Problem description: Report each line of the records below that contains the string "passenger", copying every such line in full. The match is case-sensitive, so a line that holds the string only with different capitalization does not count.
----- Provided data -----
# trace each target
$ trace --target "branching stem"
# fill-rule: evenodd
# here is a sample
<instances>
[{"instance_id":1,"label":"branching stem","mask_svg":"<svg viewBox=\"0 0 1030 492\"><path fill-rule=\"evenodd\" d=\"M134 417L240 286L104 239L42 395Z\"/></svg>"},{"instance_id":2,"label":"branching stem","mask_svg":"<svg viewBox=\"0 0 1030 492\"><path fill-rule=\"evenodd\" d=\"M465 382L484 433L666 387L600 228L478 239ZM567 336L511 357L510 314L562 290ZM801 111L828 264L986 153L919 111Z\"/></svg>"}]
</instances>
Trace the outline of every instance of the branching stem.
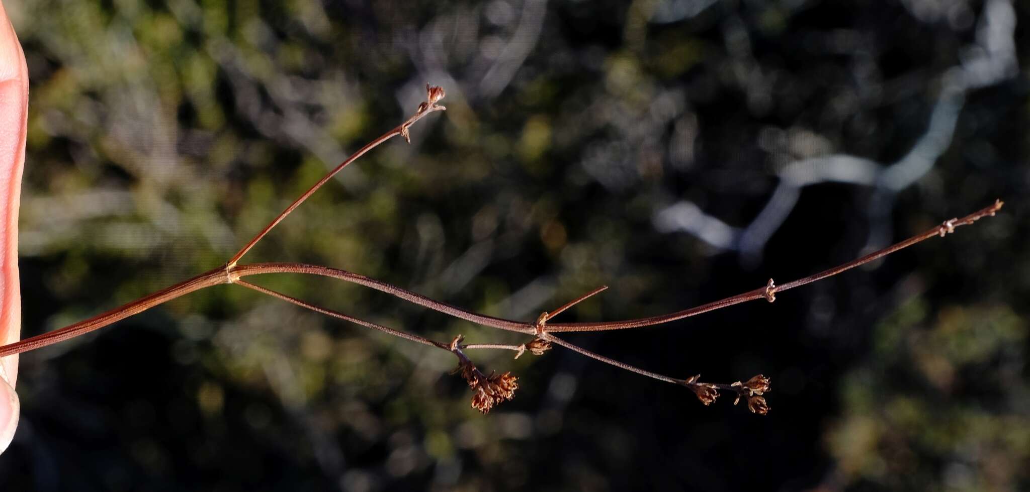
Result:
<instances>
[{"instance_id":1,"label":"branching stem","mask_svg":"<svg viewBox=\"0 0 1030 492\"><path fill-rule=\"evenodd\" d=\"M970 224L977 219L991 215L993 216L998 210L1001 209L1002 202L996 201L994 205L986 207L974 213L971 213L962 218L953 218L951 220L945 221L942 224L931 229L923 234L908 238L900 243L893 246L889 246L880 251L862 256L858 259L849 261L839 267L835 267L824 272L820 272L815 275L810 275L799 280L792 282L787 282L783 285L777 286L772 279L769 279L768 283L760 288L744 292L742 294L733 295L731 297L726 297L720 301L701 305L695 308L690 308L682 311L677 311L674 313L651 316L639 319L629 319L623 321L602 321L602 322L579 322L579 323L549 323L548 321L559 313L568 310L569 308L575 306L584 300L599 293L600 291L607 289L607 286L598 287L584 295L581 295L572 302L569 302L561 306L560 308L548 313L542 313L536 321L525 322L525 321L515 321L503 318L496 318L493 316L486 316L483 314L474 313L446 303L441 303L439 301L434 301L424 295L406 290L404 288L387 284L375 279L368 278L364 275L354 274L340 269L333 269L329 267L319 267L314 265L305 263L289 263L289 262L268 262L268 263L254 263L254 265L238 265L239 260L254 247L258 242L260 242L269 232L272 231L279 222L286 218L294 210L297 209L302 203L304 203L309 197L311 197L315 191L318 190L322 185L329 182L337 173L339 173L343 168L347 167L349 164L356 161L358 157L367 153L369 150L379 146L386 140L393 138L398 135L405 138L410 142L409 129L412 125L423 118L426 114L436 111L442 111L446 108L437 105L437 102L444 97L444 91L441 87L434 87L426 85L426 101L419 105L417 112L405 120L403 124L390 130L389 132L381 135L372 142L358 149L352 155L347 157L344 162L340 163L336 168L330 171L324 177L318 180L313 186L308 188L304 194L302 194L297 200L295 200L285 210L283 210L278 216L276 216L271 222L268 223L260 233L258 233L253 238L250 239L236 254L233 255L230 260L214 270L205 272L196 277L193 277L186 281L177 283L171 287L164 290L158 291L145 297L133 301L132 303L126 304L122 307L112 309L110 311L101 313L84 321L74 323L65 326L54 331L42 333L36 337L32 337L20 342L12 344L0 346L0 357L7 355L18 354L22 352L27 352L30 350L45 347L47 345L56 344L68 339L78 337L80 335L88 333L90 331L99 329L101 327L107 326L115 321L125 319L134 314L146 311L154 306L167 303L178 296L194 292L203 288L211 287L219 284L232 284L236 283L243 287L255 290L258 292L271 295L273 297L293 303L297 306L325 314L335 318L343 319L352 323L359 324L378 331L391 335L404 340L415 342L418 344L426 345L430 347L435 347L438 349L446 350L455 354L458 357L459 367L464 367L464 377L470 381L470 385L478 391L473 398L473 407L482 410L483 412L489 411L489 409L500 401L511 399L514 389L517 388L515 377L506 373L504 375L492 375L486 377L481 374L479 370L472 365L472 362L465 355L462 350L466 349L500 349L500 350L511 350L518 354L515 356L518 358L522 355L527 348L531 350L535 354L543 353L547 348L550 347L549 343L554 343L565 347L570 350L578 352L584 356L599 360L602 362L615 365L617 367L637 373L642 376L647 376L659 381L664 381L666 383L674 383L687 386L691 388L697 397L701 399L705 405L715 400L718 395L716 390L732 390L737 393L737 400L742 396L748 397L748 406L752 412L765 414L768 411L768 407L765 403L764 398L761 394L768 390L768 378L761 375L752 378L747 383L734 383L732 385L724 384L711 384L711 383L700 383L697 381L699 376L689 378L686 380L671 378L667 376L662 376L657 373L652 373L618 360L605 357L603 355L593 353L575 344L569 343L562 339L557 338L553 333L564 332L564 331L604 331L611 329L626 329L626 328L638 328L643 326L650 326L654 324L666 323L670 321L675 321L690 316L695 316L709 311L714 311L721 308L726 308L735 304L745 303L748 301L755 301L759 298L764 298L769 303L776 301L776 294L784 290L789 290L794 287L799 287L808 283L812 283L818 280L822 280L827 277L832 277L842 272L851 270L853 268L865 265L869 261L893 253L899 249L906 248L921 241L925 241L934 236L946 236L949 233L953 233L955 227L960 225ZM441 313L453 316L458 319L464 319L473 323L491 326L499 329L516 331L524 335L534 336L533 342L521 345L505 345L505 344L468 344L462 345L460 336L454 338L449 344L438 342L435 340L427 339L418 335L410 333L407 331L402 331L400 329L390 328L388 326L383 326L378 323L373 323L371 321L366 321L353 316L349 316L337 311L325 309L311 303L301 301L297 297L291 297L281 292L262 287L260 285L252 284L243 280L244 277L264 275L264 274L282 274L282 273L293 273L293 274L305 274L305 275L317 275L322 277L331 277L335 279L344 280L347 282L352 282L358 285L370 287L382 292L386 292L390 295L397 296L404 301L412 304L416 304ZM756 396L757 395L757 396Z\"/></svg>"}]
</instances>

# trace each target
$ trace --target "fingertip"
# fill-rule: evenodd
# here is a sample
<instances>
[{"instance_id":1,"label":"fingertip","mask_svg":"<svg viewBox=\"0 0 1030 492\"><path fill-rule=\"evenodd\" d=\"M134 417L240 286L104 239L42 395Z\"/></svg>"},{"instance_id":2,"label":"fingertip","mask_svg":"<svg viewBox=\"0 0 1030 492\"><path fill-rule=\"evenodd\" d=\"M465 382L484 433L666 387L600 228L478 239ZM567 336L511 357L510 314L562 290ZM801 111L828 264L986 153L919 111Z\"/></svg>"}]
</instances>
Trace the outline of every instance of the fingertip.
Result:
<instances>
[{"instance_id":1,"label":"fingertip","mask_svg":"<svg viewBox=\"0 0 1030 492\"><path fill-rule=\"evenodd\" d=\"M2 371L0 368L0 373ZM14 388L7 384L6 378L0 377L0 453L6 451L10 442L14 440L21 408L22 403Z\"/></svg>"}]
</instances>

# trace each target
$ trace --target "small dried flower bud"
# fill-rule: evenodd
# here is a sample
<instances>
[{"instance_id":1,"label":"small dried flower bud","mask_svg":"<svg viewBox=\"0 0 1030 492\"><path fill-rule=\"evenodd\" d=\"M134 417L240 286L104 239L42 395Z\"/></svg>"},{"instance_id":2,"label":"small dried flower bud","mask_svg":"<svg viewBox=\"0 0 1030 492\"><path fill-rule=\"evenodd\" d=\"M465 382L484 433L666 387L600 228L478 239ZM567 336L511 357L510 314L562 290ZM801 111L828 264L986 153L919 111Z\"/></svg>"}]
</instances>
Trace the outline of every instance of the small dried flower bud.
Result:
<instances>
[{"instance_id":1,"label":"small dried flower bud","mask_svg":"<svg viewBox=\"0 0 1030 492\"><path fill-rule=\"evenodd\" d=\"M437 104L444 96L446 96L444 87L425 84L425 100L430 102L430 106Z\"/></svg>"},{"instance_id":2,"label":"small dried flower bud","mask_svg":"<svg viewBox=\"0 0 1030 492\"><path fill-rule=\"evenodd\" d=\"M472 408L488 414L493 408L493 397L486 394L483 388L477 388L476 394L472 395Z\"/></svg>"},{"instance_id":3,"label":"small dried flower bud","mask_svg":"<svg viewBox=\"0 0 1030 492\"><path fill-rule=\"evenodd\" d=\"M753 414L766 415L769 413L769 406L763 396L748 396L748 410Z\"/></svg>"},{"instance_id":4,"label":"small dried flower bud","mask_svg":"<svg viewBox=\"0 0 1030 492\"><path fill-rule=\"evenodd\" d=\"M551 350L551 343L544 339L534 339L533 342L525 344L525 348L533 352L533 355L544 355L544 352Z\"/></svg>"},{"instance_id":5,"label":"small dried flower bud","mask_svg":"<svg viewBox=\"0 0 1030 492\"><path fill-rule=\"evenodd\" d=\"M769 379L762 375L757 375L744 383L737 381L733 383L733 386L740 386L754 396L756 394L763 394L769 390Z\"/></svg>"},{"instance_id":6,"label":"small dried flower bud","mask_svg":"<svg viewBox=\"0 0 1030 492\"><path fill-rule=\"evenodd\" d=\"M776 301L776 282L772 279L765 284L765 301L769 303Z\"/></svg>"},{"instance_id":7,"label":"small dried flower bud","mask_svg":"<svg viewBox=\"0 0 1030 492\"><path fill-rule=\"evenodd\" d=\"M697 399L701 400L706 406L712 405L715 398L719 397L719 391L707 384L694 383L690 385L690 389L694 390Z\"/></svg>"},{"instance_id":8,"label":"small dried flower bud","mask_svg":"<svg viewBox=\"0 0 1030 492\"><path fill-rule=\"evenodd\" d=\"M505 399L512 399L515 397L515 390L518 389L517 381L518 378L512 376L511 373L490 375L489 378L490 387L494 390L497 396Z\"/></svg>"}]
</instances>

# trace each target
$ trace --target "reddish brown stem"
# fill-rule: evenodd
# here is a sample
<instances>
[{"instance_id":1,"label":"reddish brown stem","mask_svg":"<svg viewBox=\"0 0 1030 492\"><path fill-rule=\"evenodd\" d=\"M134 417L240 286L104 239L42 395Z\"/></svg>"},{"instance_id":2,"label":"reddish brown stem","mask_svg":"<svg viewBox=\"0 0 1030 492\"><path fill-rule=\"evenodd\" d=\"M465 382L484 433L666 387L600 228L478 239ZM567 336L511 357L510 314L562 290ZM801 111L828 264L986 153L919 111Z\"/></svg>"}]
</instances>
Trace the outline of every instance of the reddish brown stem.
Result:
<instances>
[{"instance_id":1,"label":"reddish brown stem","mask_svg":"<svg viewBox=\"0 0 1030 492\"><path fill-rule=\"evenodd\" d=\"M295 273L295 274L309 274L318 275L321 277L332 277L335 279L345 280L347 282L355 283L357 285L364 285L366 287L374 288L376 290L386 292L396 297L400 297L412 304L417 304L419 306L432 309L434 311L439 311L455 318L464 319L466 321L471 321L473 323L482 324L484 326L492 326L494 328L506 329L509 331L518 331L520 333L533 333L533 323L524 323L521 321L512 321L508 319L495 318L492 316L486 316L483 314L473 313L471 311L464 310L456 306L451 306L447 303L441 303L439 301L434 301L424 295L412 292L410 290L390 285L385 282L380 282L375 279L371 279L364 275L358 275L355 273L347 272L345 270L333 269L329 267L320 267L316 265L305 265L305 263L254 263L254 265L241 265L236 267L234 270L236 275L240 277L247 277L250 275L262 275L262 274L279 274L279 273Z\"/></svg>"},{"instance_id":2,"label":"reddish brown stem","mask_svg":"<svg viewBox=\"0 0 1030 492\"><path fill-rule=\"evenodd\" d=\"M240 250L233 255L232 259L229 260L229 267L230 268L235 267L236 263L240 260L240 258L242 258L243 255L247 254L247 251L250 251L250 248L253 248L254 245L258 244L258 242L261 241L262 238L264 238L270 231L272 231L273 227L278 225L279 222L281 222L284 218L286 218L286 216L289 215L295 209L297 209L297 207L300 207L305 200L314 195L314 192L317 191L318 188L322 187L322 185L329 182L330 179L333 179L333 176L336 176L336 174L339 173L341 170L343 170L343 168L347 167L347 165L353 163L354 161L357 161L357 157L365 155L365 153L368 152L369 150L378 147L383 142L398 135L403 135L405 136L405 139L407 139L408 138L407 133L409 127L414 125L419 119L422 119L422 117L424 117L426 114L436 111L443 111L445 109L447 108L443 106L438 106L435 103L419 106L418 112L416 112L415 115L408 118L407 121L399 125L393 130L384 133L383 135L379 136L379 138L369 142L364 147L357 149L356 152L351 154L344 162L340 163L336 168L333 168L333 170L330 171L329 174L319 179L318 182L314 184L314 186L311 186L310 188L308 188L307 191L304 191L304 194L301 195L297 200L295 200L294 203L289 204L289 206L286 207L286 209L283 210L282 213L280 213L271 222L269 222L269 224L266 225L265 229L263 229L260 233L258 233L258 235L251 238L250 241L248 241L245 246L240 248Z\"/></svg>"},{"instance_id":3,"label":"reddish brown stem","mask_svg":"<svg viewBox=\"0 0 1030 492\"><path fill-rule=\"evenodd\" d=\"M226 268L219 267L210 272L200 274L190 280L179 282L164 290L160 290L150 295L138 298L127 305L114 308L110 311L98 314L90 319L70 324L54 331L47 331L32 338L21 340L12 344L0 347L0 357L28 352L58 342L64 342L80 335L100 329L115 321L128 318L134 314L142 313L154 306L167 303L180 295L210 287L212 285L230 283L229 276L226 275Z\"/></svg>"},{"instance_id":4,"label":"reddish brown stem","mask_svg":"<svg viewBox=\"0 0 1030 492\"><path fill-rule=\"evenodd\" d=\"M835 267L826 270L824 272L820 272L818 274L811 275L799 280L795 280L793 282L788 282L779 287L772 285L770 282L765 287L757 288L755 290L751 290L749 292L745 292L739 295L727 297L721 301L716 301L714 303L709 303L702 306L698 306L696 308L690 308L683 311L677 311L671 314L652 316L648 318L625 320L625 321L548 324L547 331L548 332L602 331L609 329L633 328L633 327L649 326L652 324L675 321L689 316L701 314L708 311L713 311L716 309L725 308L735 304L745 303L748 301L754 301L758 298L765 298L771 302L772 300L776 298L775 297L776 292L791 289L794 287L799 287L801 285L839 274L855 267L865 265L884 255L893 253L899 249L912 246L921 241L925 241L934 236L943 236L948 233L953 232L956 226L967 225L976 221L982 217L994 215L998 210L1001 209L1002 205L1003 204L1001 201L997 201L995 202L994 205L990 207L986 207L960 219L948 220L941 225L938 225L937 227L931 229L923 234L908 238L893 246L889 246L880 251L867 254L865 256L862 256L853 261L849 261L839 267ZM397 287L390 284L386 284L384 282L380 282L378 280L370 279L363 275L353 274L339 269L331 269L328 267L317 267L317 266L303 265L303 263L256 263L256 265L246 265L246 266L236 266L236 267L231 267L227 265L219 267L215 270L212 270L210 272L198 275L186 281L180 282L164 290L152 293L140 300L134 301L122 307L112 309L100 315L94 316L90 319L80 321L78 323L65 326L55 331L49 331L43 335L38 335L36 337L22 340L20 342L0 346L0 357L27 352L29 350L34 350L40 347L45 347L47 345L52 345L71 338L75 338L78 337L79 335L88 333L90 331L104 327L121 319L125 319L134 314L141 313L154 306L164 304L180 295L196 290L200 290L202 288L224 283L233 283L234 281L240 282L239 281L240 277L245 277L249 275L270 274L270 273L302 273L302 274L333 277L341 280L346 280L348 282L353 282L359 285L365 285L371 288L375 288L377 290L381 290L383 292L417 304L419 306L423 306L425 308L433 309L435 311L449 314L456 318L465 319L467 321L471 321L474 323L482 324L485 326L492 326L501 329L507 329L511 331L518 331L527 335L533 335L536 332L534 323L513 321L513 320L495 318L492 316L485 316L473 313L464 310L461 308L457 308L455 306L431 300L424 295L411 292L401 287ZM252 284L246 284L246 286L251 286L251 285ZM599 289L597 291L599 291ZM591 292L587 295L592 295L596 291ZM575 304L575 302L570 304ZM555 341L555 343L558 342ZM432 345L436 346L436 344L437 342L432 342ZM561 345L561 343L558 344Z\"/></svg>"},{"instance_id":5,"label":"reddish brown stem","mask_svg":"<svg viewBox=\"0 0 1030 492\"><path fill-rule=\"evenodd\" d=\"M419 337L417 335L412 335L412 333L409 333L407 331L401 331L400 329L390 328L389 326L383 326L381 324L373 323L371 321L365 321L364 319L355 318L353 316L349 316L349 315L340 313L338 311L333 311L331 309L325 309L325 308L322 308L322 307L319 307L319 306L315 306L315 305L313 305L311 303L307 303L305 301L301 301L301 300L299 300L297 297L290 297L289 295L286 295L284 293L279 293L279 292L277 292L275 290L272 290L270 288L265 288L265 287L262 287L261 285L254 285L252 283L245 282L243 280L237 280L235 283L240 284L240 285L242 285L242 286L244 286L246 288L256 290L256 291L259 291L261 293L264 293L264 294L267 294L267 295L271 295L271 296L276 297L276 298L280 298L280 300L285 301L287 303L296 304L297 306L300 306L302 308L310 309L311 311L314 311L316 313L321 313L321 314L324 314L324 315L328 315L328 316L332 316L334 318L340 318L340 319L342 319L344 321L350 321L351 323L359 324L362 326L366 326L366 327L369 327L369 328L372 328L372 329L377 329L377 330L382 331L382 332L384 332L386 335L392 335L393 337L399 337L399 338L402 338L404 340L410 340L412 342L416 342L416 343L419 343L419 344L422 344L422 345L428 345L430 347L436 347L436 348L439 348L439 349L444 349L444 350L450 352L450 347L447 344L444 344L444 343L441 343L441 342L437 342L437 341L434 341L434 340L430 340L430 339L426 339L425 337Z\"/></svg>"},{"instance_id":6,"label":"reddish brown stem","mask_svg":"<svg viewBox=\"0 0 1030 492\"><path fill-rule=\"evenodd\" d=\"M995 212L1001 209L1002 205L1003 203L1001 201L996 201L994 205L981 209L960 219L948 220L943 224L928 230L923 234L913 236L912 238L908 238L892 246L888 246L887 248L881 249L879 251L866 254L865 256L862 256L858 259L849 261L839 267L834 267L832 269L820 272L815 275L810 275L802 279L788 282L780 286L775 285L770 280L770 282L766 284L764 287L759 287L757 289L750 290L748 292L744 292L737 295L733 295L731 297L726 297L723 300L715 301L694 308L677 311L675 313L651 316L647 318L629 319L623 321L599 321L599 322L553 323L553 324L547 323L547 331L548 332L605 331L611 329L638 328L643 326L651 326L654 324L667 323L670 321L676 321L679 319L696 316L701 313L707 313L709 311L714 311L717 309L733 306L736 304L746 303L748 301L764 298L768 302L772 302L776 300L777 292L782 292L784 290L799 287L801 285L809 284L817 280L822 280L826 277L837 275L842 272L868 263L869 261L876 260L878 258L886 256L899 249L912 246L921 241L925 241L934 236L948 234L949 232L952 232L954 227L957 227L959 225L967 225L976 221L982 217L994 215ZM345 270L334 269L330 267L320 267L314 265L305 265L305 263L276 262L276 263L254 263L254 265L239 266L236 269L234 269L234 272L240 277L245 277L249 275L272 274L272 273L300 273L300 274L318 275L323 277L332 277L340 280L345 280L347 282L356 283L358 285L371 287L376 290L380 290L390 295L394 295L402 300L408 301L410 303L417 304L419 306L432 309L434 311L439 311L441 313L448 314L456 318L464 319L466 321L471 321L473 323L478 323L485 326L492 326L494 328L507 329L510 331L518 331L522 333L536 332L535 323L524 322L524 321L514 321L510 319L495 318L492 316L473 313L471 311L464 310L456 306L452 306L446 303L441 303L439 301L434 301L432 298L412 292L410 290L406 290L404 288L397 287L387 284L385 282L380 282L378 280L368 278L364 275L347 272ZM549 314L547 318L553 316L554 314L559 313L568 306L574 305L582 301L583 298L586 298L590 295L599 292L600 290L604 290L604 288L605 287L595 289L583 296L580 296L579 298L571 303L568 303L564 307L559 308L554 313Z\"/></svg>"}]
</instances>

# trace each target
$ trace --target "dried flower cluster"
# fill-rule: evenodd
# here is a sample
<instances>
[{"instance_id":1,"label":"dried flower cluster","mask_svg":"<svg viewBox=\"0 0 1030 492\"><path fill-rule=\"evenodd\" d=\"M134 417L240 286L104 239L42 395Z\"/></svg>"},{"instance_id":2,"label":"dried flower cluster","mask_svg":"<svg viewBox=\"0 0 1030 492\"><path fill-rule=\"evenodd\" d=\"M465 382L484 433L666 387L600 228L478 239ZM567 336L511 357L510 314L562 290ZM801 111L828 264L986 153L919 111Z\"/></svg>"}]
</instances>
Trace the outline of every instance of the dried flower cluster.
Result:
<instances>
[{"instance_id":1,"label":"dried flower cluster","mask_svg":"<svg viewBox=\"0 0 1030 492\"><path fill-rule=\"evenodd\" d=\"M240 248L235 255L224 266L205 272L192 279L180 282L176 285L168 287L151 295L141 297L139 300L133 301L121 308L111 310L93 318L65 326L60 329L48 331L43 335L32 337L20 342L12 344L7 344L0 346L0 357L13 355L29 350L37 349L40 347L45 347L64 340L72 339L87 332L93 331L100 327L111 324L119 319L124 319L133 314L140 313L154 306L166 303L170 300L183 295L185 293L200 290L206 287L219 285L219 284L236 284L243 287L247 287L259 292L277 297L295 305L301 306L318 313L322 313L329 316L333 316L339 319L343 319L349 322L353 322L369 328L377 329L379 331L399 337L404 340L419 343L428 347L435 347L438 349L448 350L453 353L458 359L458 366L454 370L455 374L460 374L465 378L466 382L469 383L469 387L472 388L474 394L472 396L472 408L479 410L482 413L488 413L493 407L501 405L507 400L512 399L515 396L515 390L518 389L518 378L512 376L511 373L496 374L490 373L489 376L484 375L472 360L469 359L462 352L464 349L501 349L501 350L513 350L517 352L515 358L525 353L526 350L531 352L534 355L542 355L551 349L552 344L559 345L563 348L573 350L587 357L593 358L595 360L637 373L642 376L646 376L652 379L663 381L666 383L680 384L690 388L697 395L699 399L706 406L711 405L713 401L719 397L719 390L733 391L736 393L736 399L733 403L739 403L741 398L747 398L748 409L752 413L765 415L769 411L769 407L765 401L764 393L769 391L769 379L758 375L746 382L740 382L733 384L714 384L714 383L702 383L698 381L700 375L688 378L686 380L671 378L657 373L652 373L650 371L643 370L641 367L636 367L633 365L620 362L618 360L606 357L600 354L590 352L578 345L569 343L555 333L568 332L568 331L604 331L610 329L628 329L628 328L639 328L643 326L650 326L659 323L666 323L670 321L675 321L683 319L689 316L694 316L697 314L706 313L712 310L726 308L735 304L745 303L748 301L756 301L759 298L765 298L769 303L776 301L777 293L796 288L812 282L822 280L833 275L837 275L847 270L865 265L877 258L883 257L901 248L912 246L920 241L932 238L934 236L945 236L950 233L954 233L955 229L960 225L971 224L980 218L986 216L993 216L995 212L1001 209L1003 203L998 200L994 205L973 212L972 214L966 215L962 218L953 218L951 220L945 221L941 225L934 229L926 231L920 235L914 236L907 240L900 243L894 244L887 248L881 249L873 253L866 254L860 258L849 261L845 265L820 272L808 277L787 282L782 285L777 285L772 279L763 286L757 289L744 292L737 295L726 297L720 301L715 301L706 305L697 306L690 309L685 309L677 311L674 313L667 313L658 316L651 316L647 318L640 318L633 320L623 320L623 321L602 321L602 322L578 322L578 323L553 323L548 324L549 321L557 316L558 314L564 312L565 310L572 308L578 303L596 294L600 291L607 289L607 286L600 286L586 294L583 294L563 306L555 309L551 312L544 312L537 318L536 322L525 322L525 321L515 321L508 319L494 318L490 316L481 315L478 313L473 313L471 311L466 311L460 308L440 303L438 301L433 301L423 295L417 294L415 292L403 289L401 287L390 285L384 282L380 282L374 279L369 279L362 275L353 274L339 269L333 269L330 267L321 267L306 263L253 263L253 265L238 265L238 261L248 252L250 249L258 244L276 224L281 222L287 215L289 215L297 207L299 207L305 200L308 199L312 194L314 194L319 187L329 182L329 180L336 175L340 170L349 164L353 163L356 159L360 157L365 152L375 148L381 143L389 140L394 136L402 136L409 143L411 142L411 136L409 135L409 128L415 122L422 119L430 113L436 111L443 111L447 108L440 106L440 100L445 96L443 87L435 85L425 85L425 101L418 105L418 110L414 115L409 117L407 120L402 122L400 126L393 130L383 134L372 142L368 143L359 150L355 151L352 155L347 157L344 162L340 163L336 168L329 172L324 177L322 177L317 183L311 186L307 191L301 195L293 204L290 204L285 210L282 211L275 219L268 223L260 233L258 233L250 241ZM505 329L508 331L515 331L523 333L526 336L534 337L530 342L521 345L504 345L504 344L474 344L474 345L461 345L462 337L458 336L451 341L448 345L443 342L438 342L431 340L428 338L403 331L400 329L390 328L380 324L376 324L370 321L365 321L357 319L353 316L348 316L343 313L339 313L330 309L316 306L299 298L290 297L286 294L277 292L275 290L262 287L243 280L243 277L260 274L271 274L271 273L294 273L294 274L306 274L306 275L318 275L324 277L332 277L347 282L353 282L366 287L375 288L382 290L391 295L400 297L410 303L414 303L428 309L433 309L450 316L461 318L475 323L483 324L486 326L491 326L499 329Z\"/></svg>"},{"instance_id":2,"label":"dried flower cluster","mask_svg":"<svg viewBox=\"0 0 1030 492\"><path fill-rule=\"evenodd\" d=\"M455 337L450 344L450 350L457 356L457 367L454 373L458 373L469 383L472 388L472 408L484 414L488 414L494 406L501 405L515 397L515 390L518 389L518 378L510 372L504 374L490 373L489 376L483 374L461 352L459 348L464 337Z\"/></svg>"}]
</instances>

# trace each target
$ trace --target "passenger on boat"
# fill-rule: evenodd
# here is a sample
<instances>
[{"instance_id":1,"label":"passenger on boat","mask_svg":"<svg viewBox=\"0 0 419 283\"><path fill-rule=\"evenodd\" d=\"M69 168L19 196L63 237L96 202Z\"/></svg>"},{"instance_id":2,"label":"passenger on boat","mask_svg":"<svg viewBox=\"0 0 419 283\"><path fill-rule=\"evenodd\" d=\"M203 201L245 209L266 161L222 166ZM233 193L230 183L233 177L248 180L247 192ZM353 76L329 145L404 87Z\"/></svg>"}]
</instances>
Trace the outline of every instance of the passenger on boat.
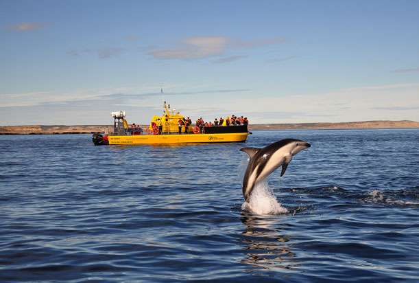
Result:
-----
Exercise response:
$ trace --target "passenger on boat"
[{"instance_id":1,"label":"passenger on boat","mask_svg":"<svg viewBox=\"0 0 419 283\"><path fill-rule=\"evenodd\" d=\"M69 168L19 196L63 237L96 202Z\"/></svg>"},{"instance_id":2,"label":"passenger on boat","mask_svg":"<svg viewBox=\"0 0 419 283\"><path fill-rule=\"evenodd\" d=\"M203 201L245 209L266 161L222 166ZM233 193L230 183L233 177L248 180L247 192ZM353 76L329 145L404 87Z\"/></svg>"}]
Trace the outline of every instance of the passenger on boat.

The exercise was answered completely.